> _Textauszug_
----------------
Cineastisches Missgeschick

Ebenezer Scrooge erschien Heiligabend dreimal der Geist der Weihnacht, und wie einleuchtend war das! Der Totalschaden „Boris sans Béatrice“ lässt sich hingegen nur so erklären: Denis Côté wollte Charles Dickens’ Weihnachtsgeschichte als Psychothriller neu interpretieren, aber auch von einem Thriller hat dieses cineastische Missgeschick nun wirklich nichts. Und soll man es noch erwähnen: Boris Malinovsky bessert sich tatsächlich.

Es ist eine Prüfung der optischen Leidensfähigkeit, dem zuzuschauen, nichts könnte einen gleichgültiger lassen. James Hyndman als Boris mit Herzwelle, das geht nicht.
----------------
> _Aufgabenstellungen_
(A) Beantworten Sie anhand der Filmkritik die folgenden Fragen:
(i) Wie oft erschien Ebenezer Scrooge der Geist der Weihnacht?
(ii) Welcher Film wird als „Totalschaden“ bezeichnet?
(iii) Wer spielt die Rolle des Boris?
(B) Setzen Sie die Filmkritik zu „Boris sans Béatrice“ im Anschluss an ihren letzten Satz fort.

[Datensätze mit beschrifteten Rahmen]
----------------
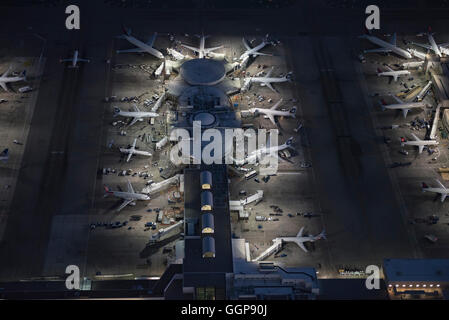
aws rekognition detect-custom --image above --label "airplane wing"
[251,52,272,57]
[391,94,404,104]
[1,67,11,77]
[147,32,157,47]
[410,133,421,141]
[435,179,446,190]
[412,42,432,50]
[296,227,304,238]
[0,82,8,91]
[390,32,396,46]
[128,117,140,126]
[402,109,410,118]
[270,98,284,110]
[117,200,133,211]
[296,241,309,252]
[363,48,391,53]
[117,48,146,53]
[265,82,277,92]
[204,46,223,53]
[385,65,394,72]
[181,43,199,52]
[128,180,135,193]
[266,113,276,125]
[242,38,251,50]
[134,150,151,157]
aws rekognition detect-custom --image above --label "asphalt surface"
[0,1,447,280]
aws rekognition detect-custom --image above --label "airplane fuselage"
[365,36,412,59]
[117,111,159,119]
[427,32,441,58]
[112,191,150,200]
[124,35,164,59]
[383,102,426,110]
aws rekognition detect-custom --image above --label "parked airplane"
[0,67,26,91]
[380,95,427,118]
[181,34,223,59]
[120,138,152,162]
[360,33,412,59]
[59,50,90,68]
[412,27,449,57]
[407,48,426,60]
[114,105,159,126]
[104,181,150,212]
[117,26,164,59]
[377,65,410,82]
[401,133,438,154]
[243,67,292,92]
[0,149,9,162]
[233,137,293,166]
[422,179,449,202]
[239,35,272,61]
[279,227,326,252]
[248,98,296,125]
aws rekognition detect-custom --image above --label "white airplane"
[422,179,449,202]
[380,95,427,118]
[360,33,412,59]
[0,149,9,162]
[120,138,152,162]
[243,67,292,92]
[239,35,272,60]
[412,27,449,58]
[104,181,150,212]
[114,105,159,126]
[401,133,438,154]
[248,98,296,125]
[407,48,427,60]
[279,227,326,252]
[59,50,90,68]
[233,137,294,166]
[181,34,223,59]
[0,67,26,91]
[377,65,410,82]
[117,27,164,59]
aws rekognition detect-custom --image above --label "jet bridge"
[142,174,184,194]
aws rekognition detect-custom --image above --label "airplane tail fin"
[421,182,429,191]
[122,25,131,36]
[103,186,112,196]
[290,107,297,118]
[114,107,121,116]
[379,99,387,111]
[315,230,327,240]
[0,149,9,161]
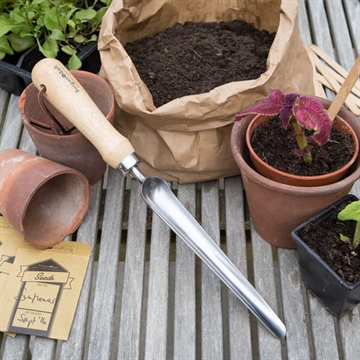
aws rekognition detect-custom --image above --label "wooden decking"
[0,0,360,360]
----------------
> _Antworten je Aufgabe_
(A)
(i) Dreimal, an Heiligabend.
(ii) „Boris sans Béatrice“.
(iii) James Hyndman.

(B)
Vor drei Jahren war der 1973 in Kanada geborene Denis Côté mit „Vic + Flo haben einen Bären gesehen“ im Wettbewerb der Berlinale, die Geschichte von zwei im Wald lebenden strafentlassenen Frauen war durchaus originell gedacht und erzählt. Vergessen wir „Boris sans Béatrice“.

13.2., 15 Uhr (Friedrichstadt-Palast) und 19 Uhr (HdBF); 15.2., 12.30 Uhr (HdBF) und 21.30 Uhr (Acud); 21.2., 17 Uhr (Friedrichstadt-Palast)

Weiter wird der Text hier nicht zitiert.